--- EXERCISE PASSAGE ---
BEGIN

George Floyd

In May of 2020 an event shook the country where a man was brutalized by the police and killed as a result. While the racial and political nature of this event is beyond our scope, the moment is not lost on us.

In 2019 I had to take my turn in court to face a contempt charge on an illegal support order, and despite pending appeal, the county insisted on making the full weight of the law evident for me. I was sent multiple mailings, text messages, and phone calls. All to remind me that should I fail to show, I will have a warrant issued for my arrest. The day comes and I show up to court, immediately being handed a slip that clearly bans all recording devices and anyone not party to the case from the hearing. No witnesses to record their abuse of power. I am taken to the office where I am told that I should hand over any money I have, preferably at least $500-$1000, to show that I am working towards paying more. My wallet is emptied. I am then taken to room to have my mugshot taken, despite having committed no crime, no arrest warrant, no due process.

Myself and the other “deadbeats” are taken outside the court room, where an armed bailiff awaits the judge’s entrance. We are shuttled into the wooden pews, a grand courtroom exhibiting the opulent architecture of a government with no restraint. As I sit towards the front, a young black man, maybe 25 years old is brought forward first. The child support officer reads out the charges, he is behind $2500 in child support, and was not able to pay his $250/month support order. He just spent six months in county jail and was released just a couple of months before. Unable to secure work with a criminal record, he was brought back in front of the judge for contempt for non-payment. The judge asked him why he did not pay, his answer was “I’m trying, I just can’t get a good enough job to pay enough.” Callously she looked at him, told him to empty his pockets because he “is coming here to pay, and if you have anything you need to hand it over now.” They search him but he has no money. The judge then orders him handcuffed and incarcerated for another six months. Six months of life for $2,500. Now the county has another “employee” for six months, where the meager amount paid for prison labor will go right back to the county when they garnish it for support. He will again emerge in six months to stand in front of the judge, unlikely to elicit any further sympathy.

END

--- MATERIAL SUPPLIED ---
BEGIN

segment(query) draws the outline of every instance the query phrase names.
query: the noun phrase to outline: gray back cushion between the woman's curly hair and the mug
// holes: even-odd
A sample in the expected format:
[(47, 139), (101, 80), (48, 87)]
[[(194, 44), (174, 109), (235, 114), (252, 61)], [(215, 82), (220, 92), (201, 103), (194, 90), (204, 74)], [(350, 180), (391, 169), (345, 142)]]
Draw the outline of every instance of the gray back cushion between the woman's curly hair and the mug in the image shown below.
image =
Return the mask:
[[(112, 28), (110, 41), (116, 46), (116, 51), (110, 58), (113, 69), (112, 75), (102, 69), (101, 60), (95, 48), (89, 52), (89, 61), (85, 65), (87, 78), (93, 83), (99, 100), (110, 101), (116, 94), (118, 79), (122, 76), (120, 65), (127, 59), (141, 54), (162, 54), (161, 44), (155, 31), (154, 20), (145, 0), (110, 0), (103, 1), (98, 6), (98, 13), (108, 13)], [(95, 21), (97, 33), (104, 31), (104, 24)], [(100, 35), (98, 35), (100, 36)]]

END
BEGIN

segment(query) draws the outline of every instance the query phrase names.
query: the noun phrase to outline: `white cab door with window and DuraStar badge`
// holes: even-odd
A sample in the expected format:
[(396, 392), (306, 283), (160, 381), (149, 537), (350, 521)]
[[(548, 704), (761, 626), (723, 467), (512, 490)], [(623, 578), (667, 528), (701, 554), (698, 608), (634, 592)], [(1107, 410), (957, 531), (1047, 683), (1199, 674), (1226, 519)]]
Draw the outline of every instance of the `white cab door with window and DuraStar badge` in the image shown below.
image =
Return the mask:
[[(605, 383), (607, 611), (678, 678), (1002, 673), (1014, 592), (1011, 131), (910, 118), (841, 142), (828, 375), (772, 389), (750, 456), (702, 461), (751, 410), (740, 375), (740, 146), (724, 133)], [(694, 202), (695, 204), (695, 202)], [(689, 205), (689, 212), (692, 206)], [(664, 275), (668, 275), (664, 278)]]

END

--- LIST OF TASKS ---
(1) Reproduce the portion of the George Floyd passage starting with "In 2019 I had" and going on through "no due process.", without altering a word.
(2) Extend the George Floyd passage beyond its final sentence, continuing the account in the same voice.

--- REPLIES ---
(1)
In 2019 I had to take my turn in court to face a contempt charge on an illegal support order, and despite pending appeal, the county insisted on making the full weight of the law evident for me. I was sent multiple mailings, text messages, and phone calls. All to remind me that should I fail to show, I will have a warrant issued for my arrest. The day comes and I show up to court, immediately being handed a slip that clearly bans all recording devices and anyone not party to the case from the hearing. No witnesses to record their abuse of power. I am taken to the office where I am told that I should hand over any money I have, preferably at least $500-$1000, to show that I am working towards paying more. My wallet is emptied. I am then taken to room to have my mugshot taken, despite having committed no crime, no arrest warrant, no due process.

(2)
I did not know his name, but his life too is taken by our justice system. Just more slowly. By the corrupt judges, attorneys, and the police who support this theft of our criminal justice system in the name of profit. These are the institutions that should be dismantled. This is what represses young black men more than anything else in today’s society. And while covering all of these issues the media has glossed over an important detail, that George Floyd was a father who was paying child support, having recently lost his job as a security guard due to the lockdowns. He still had no choice but to pay the support, can you blame him for passing a bad $20 when faced with fate of the gentleman above?

RIP George Floyd.

A Note About the CARES Act

In the last week or so we have been hearing more and more about the stimulus payments, the CARES act, and the much needed SBA loans that are promised to the public. But what about those who have been harmed the most, the non-custodial parents? Well, the more badly you need the funds, the less likely you are to get them. But who will profit? That’s right, the state.

In the legislation several members of our esteemed federal government had ensured that no parent who owes child support receives a portion of this stimulus. Instead, it goes directly to the custodial parent, and thus reflecting as money paid in support that the states then profit from via Title IV-D. So who is the stimulus for exactly? Those who actually need it? Or fattening the pockets of the state?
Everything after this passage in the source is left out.